Install Prometheus and Grafana on CentOS 7 / RHEL 7

We all know that CentOS 7 is near its end of life, which is schedule for June 30, 2024. If you are looking for the installation guide of Prometheus and Grafana on CentOS 7 or RHEL 7 Linux system, this article has been created for you. Prometheus and Grafana are a perfect combination software solutions for monitoring your IT infrastructure – systems and applications. The work differently but with the aim of ensuring you experience seamless monitoring and providing deep insights regarding the performance and health of your systems.

Prometheus will do the scraping of metrics such as system CPU and Memory usage, or API request counts and store in its time series database. The data is made available to Grafana for querying and visualization. Grafana consumes raw metrics data and present it in dashboards, charts, graphs and other visualizations. Grafana makes it easy to spot anomalies, analyze performance trends and monitor the general health of your critical applications.
◇ ◇ ◇ ◇ ◇ ◇ ◇
WHAT TO WORK ON.
Answer these from the Prometheus and Grafana installation article:
1. What date is given for CentOS 7's end of life?
2. Where does Prometheus store the metrics it scrapes?
3. In what forms does Grafana present raw metrics data?
The lines after this point are separate material with no connection to the Prometheus and Grafana installation article.

GIVEN INFORMATION.
◇ ◇ ◇ ◇ ◇ ◇ ◇
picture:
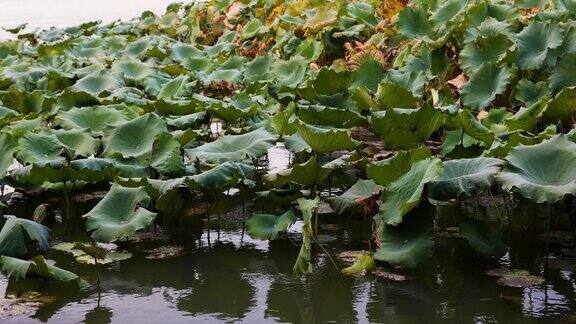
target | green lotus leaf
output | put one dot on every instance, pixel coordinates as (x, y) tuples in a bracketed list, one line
[(407, 128), (221, 177), (353, 201), (8, 145), (132, 69), (95, 83), (187, 121), (324, 140), (405, 193), (562, 75), (529, 92), (484, 51), (40, 149), (562, 107), (166, 157), (464, 176), (289, 74), (364, 262), (542, 172), (267, 227), (472, 127), (283, 121), (17, 269), (25, 102), (482, 238), (413, 23), (307, 174), (119, 214), (534, 41), (526, 118), (389, 170), (18, 233), (254, 144), (296, 144), (487, 82), (77, 141), (368, 74), (303, 264), (134, 138), (328, 116), (391, 95), (94, 119), (410, 243)]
◇ ◇ ◇ ◇ ◇ ◇ ◇
EXPECTED ANSWER.
1. June 30, 2024.
2. In its time series database.
3. Dashboards, charts, graphs and other visualizations.